Please copy out the entries below exactly, beginning with the line that contains "Target: chair armrest" and ending with the line that contains "column 231, row 52", and include nothing outside that span.

* _Exercise input_:

◆ ◆ ◆ ◆ ◆

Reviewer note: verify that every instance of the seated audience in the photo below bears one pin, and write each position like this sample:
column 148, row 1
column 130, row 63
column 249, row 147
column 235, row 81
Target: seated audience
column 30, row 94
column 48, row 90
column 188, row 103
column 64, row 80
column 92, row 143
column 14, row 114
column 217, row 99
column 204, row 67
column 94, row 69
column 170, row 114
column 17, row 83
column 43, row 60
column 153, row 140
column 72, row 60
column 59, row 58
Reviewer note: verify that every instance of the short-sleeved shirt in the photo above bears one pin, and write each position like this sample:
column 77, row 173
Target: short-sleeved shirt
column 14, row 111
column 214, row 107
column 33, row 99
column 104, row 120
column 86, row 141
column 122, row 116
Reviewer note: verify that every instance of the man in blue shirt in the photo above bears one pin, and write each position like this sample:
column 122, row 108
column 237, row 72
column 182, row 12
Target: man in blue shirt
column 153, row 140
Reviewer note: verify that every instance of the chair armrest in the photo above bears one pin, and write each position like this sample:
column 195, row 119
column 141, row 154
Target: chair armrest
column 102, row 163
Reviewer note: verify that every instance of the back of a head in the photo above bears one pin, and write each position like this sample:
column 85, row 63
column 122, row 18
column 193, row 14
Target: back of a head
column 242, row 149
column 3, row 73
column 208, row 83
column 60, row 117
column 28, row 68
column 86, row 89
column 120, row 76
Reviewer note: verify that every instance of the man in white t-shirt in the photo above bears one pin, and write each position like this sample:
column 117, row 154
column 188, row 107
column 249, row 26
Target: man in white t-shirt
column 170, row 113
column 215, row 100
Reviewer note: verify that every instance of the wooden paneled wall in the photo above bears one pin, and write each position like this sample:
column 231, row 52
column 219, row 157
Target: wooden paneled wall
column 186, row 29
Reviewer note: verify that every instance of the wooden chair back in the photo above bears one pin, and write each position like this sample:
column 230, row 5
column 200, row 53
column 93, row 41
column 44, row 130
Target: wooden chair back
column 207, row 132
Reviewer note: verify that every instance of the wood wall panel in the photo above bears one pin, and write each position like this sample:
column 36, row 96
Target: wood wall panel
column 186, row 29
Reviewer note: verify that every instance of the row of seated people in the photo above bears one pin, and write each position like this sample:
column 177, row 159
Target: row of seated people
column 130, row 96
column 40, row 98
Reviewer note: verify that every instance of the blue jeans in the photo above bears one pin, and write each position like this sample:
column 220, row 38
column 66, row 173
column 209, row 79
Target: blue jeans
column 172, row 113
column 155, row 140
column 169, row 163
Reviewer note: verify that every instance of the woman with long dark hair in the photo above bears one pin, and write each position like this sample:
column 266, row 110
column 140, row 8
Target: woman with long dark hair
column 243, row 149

◆ ◆ ◆ ◆ ◆

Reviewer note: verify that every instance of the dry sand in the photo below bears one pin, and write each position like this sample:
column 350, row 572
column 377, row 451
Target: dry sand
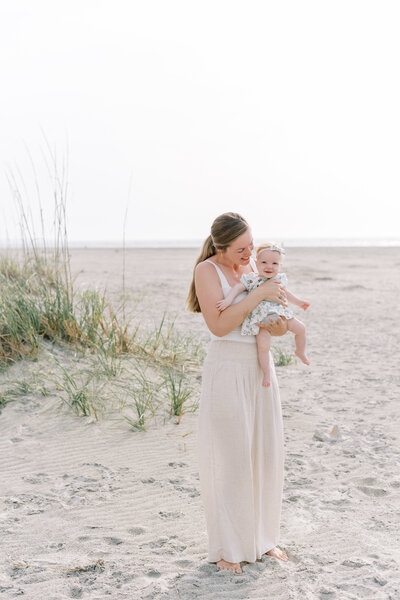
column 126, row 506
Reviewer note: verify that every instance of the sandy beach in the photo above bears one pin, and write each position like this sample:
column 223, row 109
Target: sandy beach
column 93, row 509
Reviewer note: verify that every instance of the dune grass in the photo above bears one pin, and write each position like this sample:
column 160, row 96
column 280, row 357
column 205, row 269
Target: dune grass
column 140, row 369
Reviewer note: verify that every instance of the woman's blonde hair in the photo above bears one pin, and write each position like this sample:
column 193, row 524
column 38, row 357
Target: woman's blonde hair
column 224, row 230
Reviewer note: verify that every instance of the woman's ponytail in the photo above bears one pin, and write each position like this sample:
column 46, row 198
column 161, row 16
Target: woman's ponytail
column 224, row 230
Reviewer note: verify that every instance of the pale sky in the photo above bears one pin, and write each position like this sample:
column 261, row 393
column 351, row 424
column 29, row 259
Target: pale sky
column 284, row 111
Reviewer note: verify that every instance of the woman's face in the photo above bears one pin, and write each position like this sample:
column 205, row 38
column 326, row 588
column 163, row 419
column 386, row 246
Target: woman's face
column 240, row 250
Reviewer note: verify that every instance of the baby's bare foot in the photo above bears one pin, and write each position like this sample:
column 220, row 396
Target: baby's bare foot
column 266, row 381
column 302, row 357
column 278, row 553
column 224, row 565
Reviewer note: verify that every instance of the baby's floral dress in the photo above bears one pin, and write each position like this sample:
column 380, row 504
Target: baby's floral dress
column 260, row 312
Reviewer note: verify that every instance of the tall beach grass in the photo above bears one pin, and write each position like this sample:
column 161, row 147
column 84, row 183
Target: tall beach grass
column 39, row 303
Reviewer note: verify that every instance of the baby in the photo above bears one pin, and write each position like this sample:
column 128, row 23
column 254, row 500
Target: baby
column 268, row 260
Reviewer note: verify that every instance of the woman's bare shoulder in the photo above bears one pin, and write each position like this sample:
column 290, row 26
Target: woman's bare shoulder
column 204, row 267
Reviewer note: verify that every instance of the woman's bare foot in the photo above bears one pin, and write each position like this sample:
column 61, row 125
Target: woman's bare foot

◆ ◆ ◆ ◆ ◆

* _Result for this exercise_:
Target: chair armrest
column 102, row 163
Reviewer note: verify that every instance of the back of a head in the photo above bears one pin, and write each position like this sample:
column 85, row 63
column 122, row 18
column 193, row 14
Target: back of a head
column 242, row 149
column 3, row 73
column 208, row 83
column 60, row 117
column 28, row 68
column 86, row 89
column 120, row 76
Reviewer note: verify that every instance of the man in white t-shirt in the photo above bears one pin, and write each position like this sample:
column 117, row 154
column 188, row 107
column 249, row 26
Target: man in white t-shirt
column 170, row 113
column 215, row 100
Reviewer note: verify that every instance of the wooden paneled wall in the photo above bears one pin, and write each position like this sample:
column 231, row 52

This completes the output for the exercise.